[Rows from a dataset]
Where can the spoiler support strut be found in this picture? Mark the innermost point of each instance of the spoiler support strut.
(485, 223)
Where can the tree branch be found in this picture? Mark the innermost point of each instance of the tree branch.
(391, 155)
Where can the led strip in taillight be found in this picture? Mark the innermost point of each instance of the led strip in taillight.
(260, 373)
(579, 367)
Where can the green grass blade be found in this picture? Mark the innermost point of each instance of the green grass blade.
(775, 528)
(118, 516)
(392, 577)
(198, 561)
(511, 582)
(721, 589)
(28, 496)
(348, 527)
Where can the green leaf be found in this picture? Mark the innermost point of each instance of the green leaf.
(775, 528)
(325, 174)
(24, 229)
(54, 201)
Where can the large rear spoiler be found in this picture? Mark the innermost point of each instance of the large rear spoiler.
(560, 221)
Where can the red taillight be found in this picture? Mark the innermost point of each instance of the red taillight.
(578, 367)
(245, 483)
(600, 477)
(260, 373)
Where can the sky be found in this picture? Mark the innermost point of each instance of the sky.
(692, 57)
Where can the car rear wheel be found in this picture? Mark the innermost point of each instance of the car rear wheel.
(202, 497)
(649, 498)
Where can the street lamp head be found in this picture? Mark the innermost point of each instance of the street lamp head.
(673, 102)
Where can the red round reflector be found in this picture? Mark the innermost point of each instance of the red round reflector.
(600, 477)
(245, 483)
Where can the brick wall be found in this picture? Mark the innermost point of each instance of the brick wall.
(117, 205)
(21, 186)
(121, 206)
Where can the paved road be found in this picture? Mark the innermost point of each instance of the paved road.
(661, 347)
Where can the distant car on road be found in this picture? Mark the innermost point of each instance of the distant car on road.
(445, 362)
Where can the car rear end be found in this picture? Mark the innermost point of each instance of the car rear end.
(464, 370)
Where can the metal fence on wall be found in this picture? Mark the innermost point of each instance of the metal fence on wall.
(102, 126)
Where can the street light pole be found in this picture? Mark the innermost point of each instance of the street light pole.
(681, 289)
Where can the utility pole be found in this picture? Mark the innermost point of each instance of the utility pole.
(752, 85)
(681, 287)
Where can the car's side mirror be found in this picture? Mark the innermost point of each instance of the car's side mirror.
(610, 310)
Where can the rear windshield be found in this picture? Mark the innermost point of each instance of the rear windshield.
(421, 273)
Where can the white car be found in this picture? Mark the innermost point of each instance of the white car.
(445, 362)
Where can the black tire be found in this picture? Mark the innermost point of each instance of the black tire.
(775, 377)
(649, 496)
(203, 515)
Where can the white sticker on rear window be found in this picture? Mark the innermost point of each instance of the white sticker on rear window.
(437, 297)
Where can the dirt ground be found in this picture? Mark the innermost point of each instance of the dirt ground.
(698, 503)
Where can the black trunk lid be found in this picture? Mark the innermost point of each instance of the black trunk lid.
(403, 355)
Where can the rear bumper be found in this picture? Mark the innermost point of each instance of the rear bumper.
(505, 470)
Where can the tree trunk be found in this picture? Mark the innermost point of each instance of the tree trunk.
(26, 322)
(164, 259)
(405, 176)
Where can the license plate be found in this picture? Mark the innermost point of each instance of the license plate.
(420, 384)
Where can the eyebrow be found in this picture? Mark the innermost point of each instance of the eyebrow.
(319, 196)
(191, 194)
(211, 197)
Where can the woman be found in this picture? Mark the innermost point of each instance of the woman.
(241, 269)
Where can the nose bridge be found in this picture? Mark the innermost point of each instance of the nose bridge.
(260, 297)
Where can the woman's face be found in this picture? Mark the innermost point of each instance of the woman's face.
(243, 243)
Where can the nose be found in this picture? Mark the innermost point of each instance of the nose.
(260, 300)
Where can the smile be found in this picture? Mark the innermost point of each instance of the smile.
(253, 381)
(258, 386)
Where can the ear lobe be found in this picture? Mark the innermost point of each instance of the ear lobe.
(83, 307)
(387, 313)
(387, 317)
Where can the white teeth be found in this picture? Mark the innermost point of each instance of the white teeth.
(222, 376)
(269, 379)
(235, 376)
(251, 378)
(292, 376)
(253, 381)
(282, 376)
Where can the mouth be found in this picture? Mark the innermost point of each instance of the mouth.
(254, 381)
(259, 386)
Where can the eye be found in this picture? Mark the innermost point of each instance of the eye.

SET PROBLEM — Retype the records that precede this task, keeping them exactly the same.

EXERCISE ANSWER —
Where can the spoiler support strut be found in this picture? Mark the innermost point of each instance of the spoiler support strut.
(485, 223)
Where can the tree branch be found in this picture? Mark the innermost point of each instance of the tree branch.
(391, 155)
Where can the led strip in taillight be found in this picture? Mark the innermost point of each instance of the led strip in taillight.
(260, 373)
(579, 367)
Where can the green grass blade be found in this picture? Mark the innermost point of each instance of the green grass blade.
(775, 528)
(118, 516)
(392, 577)
(198, 561)
(511, 582)
(721, 589)
(28, 496)
(348, 527)
Where can the green leaf be found in this picture? Mark the innermost point of each instance of the green leaf.
(775, 528)
(325, 174)
(24, 229)
(54, 201)
Where can the large rear spoiler be found in this picture? Mark the innermost point of each instance of the large rear spoiler.
(560, 221)
Where can the red taillight be found in this picture? Mark the innermost point of each instance of the red taillight.
(578, 367)
(245, 483)
(600, 477)
(260, 373)
Where can the sky be found in this picture? Mark the innermost point of each instance of the sky.
(692, 57)
Where can the car rear wheel be found in this picture? Mark the innermost point of each instance of the car rear wheel.
(202, 497)
(649, 498)
Where can the street lamp head be found in this picture? Mark the innermost point of each instance of the street lamp head.
(673, 102)
Where can the red round reflector be found in this picture? Mark the innermost point of each instance of the red round reflector.
(600, 477)
(245, 483)
Where can the brick wall be found in this picture? Mark the innermost point of each instance of the brick wall.
(117, 205)
(21, 186)
(121, 206)
Where can the paved road be found in this picture? Mark the innermost point of each instance of the paved road.
(661, 347)
Where can the distant car on road be found in this picture? Mark the innermost point of each instance of the distant car on road.
(445, 362)
Where can the car rear end be found in this picture? Mark the innermost point of each instance of the car rear end.
(464, 370)
Where can the metal fence on wall be found in this picture? Mark the innermost point of each instance of the metal fence on wall.
(102, 126)
Where can the street light pole be found in this picture? Mark the innermost point of each instance of the street light pole.
(681, 289)
Where can the utility pole be found in this picture? Mark the innermost point of each instance of the utility pole.
(752, 85)
(681, 287)
Where can the car's side mirror be found in this picture? Mark the innermost point of each instance of the car's side mirror.
(610, 310)
Where can the rear windshield be found in this picture? Mark the innermost point of each instance of the rear windshield.
(421, 273)
Where can the white car be found in this picture? Mark the innermost point of each instance of the white car.
(445, 362)
Where can the black tire be found in this picture? Mark the innermost point of each instance of the black tire.
(775, 377)
(649, 496)
(203, 515)
Where can the white sticker on rear window be found in this picture? Mark the innermost point of each instance of the white sticker on rear window.
(437, 297)
Where can the dirt ground be found in this picture? Mark the innermost point of each instance of the dirt ground.
(698, 503)
Where can the black trunk lid be found in this picture? Mark the innermost point of each instance of the black trunk lid.
(403, 355)
Where can the rear bumper be found in this picture? Mark the innermost point of each instance of the rear bumper.
(505, 470)
Where can the tree trunk be found in this picture? Mark the innermost point of each instance of the tree trunk.
(26, 322)
(164, 259)
(405, 176)
Where can the license plate be found in this picture? Mark the innermost point of each instance of the license plate.
(420, 384)
Where can the eyebrow be found in this picture? Mark the innermost point of each instance of the eyebrow.
(319, 196)
(191, 194)
(211, 197)
Where can the woman be found in this picture? Mark the innermost point of each instance of the woman.
(241, 269)
Where can the nose bridge be found in this picture? Mark the innermost point of each instance of the nose bridge.
(260, 297)
Where can the woman's face be found in this picture? Mark the innermost point of each instance of the woman's face.
(243, 243)
Where can the nose be found in this picture? Mark the innermost point of each instance of the nose.
(260, 300)
Where can the smile be found in this picture? Mark the innermost point of each instance of the smile.
(253, 381)
(258, 386)
Where can the ear lobe be found in this picture? Mark the innermost point of each instance of the ear lobe.
(83, 307)
(387, 313)
(387, 317)
Where can the white teeth be found in this picture? Mark the innermost point of each instance of the white teeth.
(222, 376)
(269, 379)
(235, 376)
(251, 378)
(292, 376)
(253, 381)
(282, 376)
Where can the mouth be found in this picture? Mark the innermost point of each instance of the mouth.
(254, 381)
(259, 386)
Where can the eye be found in this picture? Mark the innermost point of each instance of the eye.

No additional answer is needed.